-- Dataset records follows --

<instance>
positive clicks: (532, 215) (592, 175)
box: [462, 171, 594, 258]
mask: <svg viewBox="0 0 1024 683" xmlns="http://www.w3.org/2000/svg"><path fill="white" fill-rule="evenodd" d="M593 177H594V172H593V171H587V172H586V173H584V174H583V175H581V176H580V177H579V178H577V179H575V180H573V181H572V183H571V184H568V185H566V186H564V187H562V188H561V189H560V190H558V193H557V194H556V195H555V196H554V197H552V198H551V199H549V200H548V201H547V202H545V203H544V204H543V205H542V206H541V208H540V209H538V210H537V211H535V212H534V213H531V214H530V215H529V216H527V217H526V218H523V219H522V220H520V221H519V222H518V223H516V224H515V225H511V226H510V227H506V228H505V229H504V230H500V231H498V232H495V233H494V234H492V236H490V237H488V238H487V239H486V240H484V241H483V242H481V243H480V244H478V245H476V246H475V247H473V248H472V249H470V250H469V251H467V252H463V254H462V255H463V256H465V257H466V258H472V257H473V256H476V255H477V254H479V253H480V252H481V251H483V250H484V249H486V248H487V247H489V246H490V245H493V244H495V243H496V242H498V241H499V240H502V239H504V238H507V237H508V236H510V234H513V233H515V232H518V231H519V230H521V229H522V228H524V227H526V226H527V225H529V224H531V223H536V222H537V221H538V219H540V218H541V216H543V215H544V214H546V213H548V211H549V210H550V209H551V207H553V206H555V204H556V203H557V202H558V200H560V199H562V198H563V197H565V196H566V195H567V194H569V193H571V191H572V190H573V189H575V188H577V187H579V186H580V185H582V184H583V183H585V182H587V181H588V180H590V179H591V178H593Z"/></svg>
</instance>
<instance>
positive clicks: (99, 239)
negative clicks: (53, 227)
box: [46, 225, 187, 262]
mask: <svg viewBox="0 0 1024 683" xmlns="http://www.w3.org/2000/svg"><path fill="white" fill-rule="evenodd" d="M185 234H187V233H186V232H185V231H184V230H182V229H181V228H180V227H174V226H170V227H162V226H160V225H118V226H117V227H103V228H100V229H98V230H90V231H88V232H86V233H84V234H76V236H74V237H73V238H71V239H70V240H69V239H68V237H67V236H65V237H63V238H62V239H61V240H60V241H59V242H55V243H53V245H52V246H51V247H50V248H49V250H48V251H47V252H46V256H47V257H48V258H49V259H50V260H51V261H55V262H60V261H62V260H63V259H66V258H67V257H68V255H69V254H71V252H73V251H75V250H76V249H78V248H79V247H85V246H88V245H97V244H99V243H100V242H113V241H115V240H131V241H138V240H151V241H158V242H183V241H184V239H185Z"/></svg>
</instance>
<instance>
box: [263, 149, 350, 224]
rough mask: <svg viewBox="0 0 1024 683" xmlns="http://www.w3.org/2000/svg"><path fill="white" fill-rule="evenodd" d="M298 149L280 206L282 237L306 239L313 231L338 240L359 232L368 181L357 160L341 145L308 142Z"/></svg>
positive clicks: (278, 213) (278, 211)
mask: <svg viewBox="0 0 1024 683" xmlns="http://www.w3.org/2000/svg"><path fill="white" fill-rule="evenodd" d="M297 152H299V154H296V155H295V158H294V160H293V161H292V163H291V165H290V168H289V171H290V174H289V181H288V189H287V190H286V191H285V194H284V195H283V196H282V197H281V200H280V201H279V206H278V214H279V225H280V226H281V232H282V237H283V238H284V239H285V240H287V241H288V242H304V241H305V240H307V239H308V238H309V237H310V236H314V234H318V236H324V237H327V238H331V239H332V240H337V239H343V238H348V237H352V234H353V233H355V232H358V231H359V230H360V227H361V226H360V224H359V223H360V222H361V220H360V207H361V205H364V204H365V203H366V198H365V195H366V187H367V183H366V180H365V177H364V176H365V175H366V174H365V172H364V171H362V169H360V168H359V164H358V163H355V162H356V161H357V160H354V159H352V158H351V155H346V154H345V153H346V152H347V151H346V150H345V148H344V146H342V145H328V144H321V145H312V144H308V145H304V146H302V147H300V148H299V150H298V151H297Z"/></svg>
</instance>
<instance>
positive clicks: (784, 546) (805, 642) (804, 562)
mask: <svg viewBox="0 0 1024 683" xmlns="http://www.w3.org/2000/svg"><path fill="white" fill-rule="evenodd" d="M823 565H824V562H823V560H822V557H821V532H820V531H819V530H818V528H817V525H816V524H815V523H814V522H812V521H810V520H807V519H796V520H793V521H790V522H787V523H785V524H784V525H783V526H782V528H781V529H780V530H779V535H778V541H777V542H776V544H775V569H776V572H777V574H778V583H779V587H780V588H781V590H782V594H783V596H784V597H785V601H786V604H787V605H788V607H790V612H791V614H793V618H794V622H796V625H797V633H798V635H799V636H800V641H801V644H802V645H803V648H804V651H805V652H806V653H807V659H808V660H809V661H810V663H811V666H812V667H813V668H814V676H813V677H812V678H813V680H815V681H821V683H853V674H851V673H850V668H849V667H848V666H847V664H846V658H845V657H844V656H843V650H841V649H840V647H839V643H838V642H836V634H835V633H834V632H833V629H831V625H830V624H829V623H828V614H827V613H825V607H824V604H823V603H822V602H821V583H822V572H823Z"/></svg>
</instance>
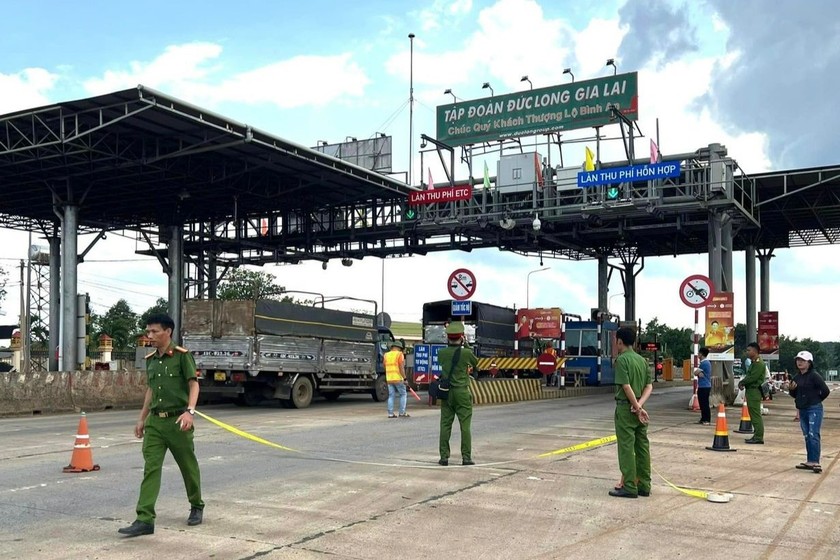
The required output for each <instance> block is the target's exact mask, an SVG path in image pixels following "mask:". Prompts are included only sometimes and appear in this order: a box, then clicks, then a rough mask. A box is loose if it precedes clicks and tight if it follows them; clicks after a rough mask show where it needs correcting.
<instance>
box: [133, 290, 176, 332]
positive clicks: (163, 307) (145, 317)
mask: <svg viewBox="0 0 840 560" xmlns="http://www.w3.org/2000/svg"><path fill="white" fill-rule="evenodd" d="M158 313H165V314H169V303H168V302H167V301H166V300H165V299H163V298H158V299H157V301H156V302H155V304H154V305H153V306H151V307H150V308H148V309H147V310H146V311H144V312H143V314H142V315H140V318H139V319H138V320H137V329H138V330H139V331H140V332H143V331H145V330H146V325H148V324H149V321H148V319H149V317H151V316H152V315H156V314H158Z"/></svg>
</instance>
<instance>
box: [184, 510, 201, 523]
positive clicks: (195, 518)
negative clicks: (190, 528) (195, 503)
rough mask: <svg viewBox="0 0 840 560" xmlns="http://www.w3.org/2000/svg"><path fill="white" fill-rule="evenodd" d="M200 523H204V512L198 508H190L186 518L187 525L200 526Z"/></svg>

-- Dataset records concluded --

▶ **Prompt**: Show every line above in which the word "rough" is found.

▶ **Result**:
rough mask: <svg viewBox="0 0 1024 683" xmlns="http://www.w3.org/2000/svg"><path fill="white" fill-rule="evenodd" d="M298 149L280 206L282 237L306 239L313 231L338 240L359 232L368 181L357 160L341 145L308 142Z"/></svg>
The required output for each <instance> block is the target's exact mask, an SVG path in image pixels following "mask:". Prompts are included only sometimes and appear in this order: a box, then clicks, then a rough mask. A box is loose if it precedes clicks and tight if it follows them; clicks after a rough mask show where it needs correcting.
rough mask: <svg viewBox="0 0 840 560" xmlns="http://www.w3.org/2000/svg"><path fill="white" fill-rule="evenodd" d="M200 523H204V512L198 508H190L186 518L187 525L200 526Z"/></svg>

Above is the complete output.